[Dataset entries]

────────────────────

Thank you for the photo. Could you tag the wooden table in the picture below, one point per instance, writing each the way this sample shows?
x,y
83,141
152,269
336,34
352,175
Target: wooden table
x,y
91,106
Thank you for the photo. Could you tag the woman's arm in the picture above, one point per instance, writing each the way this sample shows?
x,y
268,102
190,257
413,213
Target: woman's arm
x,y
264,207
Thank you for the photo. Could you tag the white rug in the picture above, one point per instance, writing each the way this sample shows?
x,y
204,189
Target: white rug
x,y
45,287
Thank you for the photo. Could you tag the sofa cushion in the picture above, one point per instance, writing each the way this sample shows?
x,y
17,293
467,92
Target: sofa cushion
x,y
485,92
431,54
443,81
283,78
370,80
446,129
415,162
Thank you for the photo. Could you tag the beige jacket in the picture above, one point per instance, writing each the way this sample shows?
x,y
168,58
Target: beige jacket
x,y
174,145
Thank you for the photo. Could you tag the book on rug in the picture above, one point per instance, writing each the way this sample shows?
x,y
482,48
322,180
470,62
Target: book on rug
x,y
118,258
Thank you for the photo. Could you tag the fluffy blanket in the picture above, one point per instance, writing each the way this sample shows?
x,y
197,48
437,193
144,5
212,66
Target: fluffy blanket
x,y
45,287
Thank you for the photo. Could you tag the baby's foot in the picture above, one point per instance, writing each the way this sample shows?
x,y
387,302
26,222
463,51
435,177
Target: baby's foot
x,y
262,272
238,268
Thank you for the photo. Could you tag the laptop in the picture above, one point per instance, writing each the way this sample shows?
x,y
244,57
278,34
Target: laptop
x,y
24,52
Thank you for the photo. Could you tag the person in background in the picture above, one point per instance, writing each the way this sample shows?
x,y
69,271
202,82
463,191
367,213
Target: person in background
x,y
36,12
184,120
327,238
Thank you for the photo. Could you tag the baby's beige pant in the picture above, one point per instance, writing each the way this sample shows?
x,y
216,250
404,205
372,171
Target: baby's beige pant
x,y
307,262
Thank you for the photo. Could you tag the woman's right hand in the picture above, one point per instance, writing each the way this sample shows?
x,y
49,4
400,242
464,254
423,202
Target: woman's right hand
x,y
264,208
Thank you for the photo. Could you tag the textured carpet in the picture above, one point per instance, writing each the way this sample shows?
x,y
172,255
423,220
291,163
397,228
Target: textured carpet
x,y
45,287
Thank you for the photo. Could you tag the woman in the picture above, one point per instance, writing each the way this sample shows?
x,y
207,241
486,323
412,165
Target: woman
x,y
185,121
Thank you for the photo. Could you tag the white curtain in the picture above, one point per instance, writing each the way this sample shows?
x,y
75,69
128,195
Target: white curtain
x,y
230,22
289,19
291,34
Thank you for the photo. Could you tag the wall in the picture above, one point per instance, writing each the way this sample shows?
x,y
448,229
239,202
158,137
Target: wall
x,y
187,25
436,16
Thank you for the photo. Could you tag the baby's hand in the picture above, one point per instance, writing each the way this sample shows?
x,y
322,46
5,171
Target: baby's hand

────────────────────

▸ **AIM OF THE TASK**: Return the entries above, every line intact.

▸ **PROBLEM SOLUTION**:
Thank you for the photo. Could you tag the wooden table in the picture below, one point per instance, writing each the way this sample shows?
x,y
83,141
152,269
336,34
352,175
Target: wooden table
x,y
91,106
Thank you for the photo. Could you tag the woman's arm in the picture above, one point per instance, writing each the way this sample shows?
x,y
268,102
190,257
413,213
Target: woman's arm
x,y
264,207
Thank you for the photo. Could you tag the white rug in the picture above, one point per instance, writing each the way this sample shows?
x,y
204,189
Target: white rug
x,y
45,287
Thank you for the photo. Could you tag the sofa cushion in the picture above, one point per instance, writing each the way this sample shows?
x,y
17,293
467,92
Target: sofa cushion
x,y
485,92
431,54
443,81
283,78
370,80
446,129
415,162
Thank you for the photo. Could you tag the beige jacket in the picture above, one point per instance, writing each the way this sample shows?
x,y
168,58
Target: beige jacket
x,y
174,145
Thank you for the photo. Could you tag the book on rug in the picture above, one point per instance, writing each the way this sample shows?
x,y
482,48
322,180
470,62
Target: book on rug
x,y
118,258
Thank you for the photo. Could you tag the fluffy blanket in the picture above, one point per instance, writing each the way this sample shows?
x,y
197,48
437,193
144,5
212,66
Target: fluffy blanket
x,y
45,287
Thank you for the photo. Could you tag the baby's foot in the picture above, one point per instance, writing each the way this sample shows?
x,y
387,302
26,222
463,51
435,177
Target: baby's foot
x,y
262,272
238,268
Thank you for the photo. Could you tag the laptop in the picture above, one point per instance, writing each the way this sample shows?
x,y
244,57
278,34
Target: laptop
x,y
24,52
Thank you for the photo. Could you tag the person in background in the picture above, one point per instance, writing each the way this sample shows?
x,y
69,271
202,82
463,191
367,213
Target: person in background
x,y
36,12
184,120
327,238
Thank you for the photo. Could you tag the baby's beige pant in the picture above, one point per instance, writing each the way this sample shows?
x,y
216,250
404,205
372,171
Target: baby's beige pant
x,y
307,262
Thank you for the photo. Could you tag the woman's right hand in the picture above, one point per instance, writing each the way this sample shows?
x,y
49,4
400,242
464,254
423,202
Target: woman's right hand
x,y
264,208
Thank you for the photo. Could you tag the textured carpet in the picture above, one point per instance, writing each the way this sample shows?
x,y
172,255
423,220
291,163
397,228
Target: textured carpet
x,y
45,287
Thank you for the photo. Could you tag the woman in the picture above, one point per instance, writing each the way this sample shows?
x,y
207,241
486,323
412,165
Target: woman
x,y
185,121
Thank you for the photo. Could you tag the white curtain in the picture above, one point per instance, writing each the way this sample shows?
x,y
75,69
128,195
Target: white curtain
x,y
230,22
289,19
291,34
Thank you for the photo. Could you tag the wall in the picture above, one point per instance, writing each the way this sample shows?
x,y
448,229
239,202
158,137
Target: wall
x,y
187,25
436,16
Thank you for the photo. Could you tag the baby's hand in the picture above, one point per instance, writing each the way this sample shows?
x,y
322,46
5,171
Target: baby's hand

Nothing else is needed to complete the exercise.